____ Data supplied
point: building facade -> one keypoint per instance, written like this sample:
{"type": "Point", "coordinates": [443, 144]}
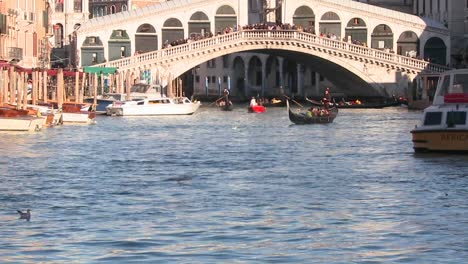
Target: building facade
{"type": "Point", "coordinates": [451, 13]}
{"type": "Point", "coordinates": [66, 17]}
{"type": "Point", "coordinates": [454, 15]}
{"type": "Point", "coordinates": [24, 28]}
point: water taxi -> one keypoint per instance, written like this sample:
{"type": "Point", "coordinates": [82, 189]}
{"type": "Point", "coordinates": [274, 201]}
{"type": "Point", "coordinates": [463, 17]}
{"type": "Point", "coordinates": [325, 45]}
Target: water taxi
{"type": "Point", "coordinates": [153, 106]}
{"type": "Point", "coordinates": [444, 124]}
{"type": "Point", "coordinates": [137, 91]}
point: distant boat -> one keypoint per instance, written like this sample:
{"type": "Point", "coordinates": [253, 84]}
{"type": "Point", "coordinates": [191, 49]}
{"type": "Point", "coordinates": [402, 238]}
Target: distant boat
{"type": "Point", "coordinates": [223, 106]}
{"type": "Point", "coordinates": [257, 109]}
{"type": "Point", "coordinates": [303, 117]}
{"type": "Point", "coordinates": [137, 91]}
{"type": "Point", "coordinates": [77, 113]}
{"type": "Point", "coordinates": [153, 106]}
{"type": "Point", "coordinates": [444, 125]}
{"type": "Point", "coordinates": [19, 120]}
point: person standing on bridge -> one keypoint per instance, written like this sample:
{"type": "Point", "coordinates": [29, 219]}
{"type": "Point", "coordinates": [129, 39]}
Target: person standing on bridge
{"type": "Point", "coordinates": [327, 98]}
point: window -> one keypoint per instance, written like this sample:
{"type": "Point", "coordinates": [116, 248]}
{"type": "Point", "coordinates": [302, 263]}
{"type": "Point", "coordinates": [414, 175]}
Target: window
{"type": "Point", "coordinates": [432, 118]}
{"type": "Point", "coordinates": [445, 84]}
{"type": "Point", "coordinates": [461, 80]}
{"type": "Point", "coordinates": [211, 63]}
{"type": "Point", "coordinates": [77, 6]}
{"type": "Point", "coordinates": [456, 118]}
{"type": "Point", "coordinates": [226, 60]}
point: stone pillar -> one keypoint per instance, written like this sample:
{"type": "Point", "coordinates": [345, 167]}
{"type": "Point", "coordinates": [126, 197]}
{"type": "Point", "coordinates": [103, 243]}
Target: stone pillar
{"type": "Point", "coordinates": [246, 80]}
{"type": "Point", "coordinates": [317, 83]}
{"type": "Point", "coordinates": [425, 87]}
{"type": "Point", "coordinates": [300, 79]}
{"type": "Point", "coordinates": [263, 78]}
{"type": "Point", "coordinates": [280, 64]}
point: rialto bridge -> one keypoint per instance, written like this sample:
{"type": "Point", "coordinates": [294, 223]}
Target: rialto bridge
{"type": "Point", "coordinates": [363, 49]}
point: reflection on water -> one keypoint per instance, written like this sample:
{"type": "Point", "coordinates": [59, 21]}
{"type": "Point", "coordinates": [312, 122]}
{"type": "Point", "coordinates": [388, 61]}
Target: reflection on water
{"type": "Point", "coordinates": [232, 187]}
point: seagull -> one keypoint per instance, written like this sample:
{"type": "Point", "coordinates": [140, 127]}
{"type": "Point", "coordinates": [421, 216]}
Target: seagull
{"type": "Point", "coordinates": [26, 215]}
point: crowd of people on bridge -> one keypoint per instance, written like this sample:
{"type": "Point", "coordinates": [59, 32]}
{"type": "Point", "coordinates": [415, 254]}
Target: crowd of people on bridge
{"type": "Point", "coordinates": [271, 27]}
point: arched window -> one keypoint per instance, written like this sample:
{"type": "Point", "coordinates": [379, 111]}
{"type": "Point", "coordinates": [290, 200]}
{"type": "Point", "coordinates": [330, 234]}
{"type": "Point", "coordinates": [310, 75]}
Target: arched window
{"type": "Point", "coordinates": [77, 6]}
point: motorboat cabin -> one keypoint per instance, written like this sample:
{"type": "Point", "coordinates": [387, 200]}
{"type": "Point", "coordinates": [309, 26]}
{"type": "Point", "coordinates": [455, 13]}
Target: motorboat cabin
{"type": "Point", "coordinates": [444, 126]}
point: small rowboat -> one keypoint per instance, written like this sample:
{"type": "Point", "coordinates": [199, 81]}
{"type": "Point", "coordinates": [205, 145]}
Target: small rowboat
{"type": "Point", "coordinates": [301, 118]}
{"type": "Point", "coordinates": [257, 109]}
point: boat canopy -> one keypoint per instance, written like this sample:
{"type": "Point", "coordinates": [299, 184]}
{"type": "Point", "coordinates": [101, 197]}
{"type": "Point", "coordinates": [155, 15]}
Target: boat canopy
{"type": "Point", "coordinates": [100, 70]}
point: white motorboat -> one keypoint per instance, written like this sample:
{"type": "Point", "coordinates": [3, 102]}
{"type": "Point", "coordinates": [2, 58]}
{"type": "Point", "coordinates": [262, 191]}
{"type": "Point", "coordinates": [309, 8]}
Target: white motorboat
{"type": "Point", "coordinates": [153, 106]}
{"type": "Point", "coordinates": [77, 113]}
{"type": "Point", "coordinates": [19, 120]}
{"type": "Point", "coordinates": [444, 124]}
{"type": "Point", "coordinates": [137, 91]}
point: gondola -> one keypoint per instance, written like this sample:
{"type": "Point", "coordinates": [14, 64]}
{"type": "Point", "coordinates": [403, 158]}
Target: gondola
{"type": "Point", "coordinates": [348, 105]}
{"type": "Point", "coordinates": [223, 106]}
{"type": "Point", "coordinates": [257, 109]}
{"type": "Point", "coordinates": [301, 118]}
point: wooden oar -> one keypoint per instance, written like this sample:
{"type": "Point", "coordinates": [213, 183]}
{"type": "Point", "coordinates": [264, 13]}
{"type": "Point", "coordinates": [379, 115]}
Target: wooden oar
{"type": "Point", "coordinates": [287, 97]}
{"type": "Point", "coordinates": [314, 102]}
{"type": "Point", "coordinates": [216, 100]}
________
Required work → Your answer must be an exact copy of the entries above, with no pictures in it.

Final answer →
point: building facade -> one keypoint per instance, written like this sample:
{"type": "Point", "coordinates": [443, 144]}
Target: building facade
{"type": "Point", "coordinates": [451, 13]}
{"type": "Point", "coordinates": [66, 17]}
{"type": "Point", "coordinates": [454, 15]}
{"type": "Point", "coordinates": [24, 28]}
point: water taxi -> one keypoint per instance, written like this sample:
{"type": "Point", "coordinates": [82, 189]}
{"type": "Point", "coordinates": [274, 201]}
{"type": "Point", "coordinates": [463, 17]}
{"type": "Point", "coordinates": [325, 45]}
Target: water taxi
{"type": "Point", "coordinates": [153, 106]}
{"type": "Point", "coordinates": [444, 124]}
{"type": "Point", "coordinates": [137, 91]}
point: distant boat -> one keypoint per instance, written like this sample:
{"type": "Point", "coordinates": [253, 84]}
{"type": "Point", "coordinates": [191, 49]}
{"type": "Point", "coordinates": [402, 238]}
Target: distant boat
{"type": "Point", "coordinates": [223, 106]}
{"type": "Point", "coordinates": [257, 109]}
{"type": "Point", "coordinates": [303, 117]}
{"type": "Point", "coordinates": [137, 91]}
{"type": "Point", "coordinates": [77, 113]}
{"type": "Point", "coordinates": [153, 106]}
{"type": "Point", "coordinates": [444, 125]}
{"type": "Point", "coordinates": [19, 120]}
point: person standing on bridge -> one keypoint per instance, written like this sample:
{"type": "Point", "coordinates": [29, 219]}
{"type": "Point", "coordinates": [129, 39]}
Target: person standing on bridge
{"type": "Point", "coordinates": [327, 98]}
point: window -> one keypoint per instance, written like this sample:
{"type": "Point", "coordinates": [116, 248]}
{"type": "Point", "coordinates": [302, 263]}
{"type": "Point", "coordinates": [414, 175]}
Target: window
{"type": "Point", "coordinates": [432, 118]}
{"type": "Point", "coordinates": [445, 84]}
{"type": "Point", "coordinates": [461, 80]}
{"type": "Point", "coordinates": [211, 63]}
{"type": "Point", "coordinates": [77, 6]}
{"type": "Point", "coordinates": [456, 118]}
{"type": "Point", "coordinates": [226, 60]}
point: stone pillar -> one keypoint per instance, written like this sample:
{"type": "Point", "coordinates": [345, 167]}
{"type": "Point", "coordinates": [126, 197]}
{"type": "Point", "coordinates": [103, 243]}
Target: stone pillar
{"type": "Point", "coordinates": [246, 80]}
{"type": "Point", "coordinates": [317, 83]}
{"type": "Point", "coordinates": [425, 87]}
{"type": "Point", "coordinates": [300, 79]}
{"type": "Point", "coordinates": [263, 78]}
{"type": "Point", "coordinates": [280, 64]}
point: rialto bridge -> one keypoint per instance, written like this sample:
{"type": "Point", "coordinates": [294, 223]}
Target: rialto bridge
{"type": "Point", "coordinates": [363, 49]}
point: reflection on water -> one keypoint per instance, written like this sample:
{"type": "Point", "coordinates": [59, 21]}
{"type": "Point", "coordinates": [312, 122]}
{"type": "Point", "coordinates": [388, 61]}
Target: reflection on water
{"type": "Point", "coordinates": [232, 187]}
point: seagull -> one keypoint per instance, written like this sample:
{"type": "Point", "coordinates": [140, 127]}
{"type": "Point", "coordinates": [421, 216]}
Target: seagull
{"type": "Point", "coordinates": [26, 215]}
point: crowd of people on bridge -> one keypoint per instance, written like this sample:
{"type": "Point", "coordinates": [59, 32]}
{"type": "Point", "coordinates": [415, 254]}
Target: crowd of people on bridge
{"type": "Point", "coordinates": [271, 27]}
point: arched window -> one keypoint per instance, written like this sample:
{"type": "Point", "coordinates": [379, 111]}
{"type": "Point", "coordinates": [290, 200]}
{"type": "Point", "coordinates": [330, 234]}
{"type": "Point", "coordinates": [310, 75]}
Target: arched window
{"type": "Point", "coordinates": [77, 6]}
point: motorboat cabin -> one keypoint per instance, written like this sample:
{"type": "Point", "coordinates": [387, 200]}
{"type": "Point", "coordinates": [309, 26]}
{"type": "Point", "coordinates": [455, 13]}
Target: motorboat cabin
{"type": "Point", "coordinates": [444, 126]}
point: small rowboat -> one keypoint per instance, written like this sample:
{"type": "Point", "coordinates": [199, 81]}
{"type": "Point", "coordinates": [205, 145]}
Target: small rowboat
{"type": "Point", "coordinates": [301, 118]}
{"type": "Point", "coordinates": [257, 109]}
point: boat canopy -> one keypoint per instance, written like this sample:
{"type": "Point", "coordinates": [299, 184]}
{"type": "Point", "coordinates": [101, 197]}
{"type": "Point", "coordinates": [155, 15]}
Target: boat canopy
{"type": "Point", "coordinates": [100, 70]}
point: white motorboat -> one keypoint per instance, written like this sample:
{"type": "Point", "coordinates": [3, 102]}
{"type": "Point", "coordinates": [2, 58]}
{"type": "Point", "coordinates": [262, 191]}
{"type": "Point", "coordinates": [309, 8]}
Target: white motorboat
{"type": "Point", "coordinates": [153, 106]}
{"type": "Point", "coordinates": [77, 113]}
{"type": "Point", "coordinates": [19, 120]}
{"type": "Point", "coordinates": [444, 124]}
{"type": "Point", "coordinates": [137, 91]}
point: gondola -> one keypoint per instance, written like this sample:
{"type": "Point", "coordinates": [14, 64]}
{"type": "Point", "coordinates": [403, 158]}
Target: gondola
{"type": "Point", "coordinates": [348, 105]}
{"type": "Point", "coordinates": [223, 106]}
{"type": "Point", "coordinates": [257, 109]}
{"type": "Point", "coordinates": [301, 118]}
point: wooden oar -> one keypoint per instance, written like this sample:
{"type": "Point", "coordinates": [213, 183]}
{"type": "Point", "coordinates": [264, 13]}
{"type": "Point", "coordinates": [379, 115]}
Target: wooden oar
{"type": "Point", "coordinates": [287, 97]}
{"type": "Point", "coordinates": [314, 102]}
{"type": "Point", "coordinates": [216, 100]}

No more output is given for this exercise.